___ PROVIDED INFORMATION ___

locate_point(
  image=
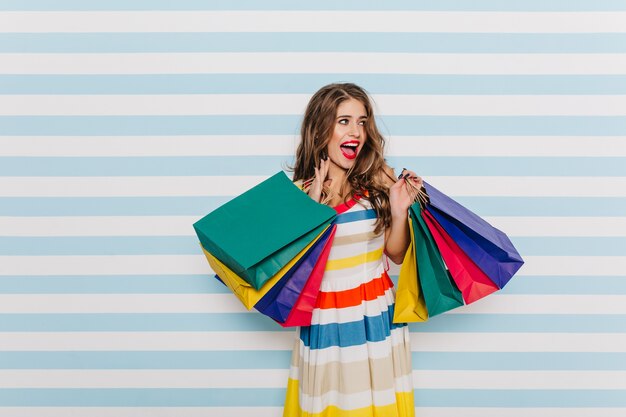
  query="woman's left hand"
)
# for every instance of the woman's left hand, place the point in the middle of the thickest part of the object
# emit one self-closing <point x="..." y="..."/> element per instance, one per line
<point x="400" y="195"/>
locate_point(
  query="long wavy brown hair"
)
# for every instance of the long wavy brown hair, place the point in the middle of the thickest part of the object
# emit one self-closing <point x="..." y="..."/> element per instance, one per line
<point x="370" y="171"/>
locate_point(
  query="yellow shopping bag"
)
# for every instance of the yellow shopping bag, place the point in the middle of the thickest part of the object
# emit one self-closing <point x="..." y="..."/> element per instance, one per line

___

■ WHAT TO DO: Repeat all of the records verbatim, leaving out the pictures.

■ SOLUTION FOR THIS TASK:
locate_point(
  image=
  query="woman's left hand"
)
# for every instance of the woman's left hand, place the point in the middle of the thickest part of the object
# emit one self-closing <point x="..." y="..."/> element per instance, one per line
<point x="400" y="195"/>
locate_point(
  query="long wavy brown hair"
)
# for every instance of the long wavy brown hair, place the point in the middle of the thickest part of the object
# emit one self-closing <point x="..." y="..."/> element per instance, one per line
<point x="370" y="171"/>
locate_point(
  query="yellow shopping bag"
)
# for every instance of the yellow shopping bag, place the point in the middle of the thickest part of the object
# emit one self-closing <point x="..." y="..."/> element per instance, one per line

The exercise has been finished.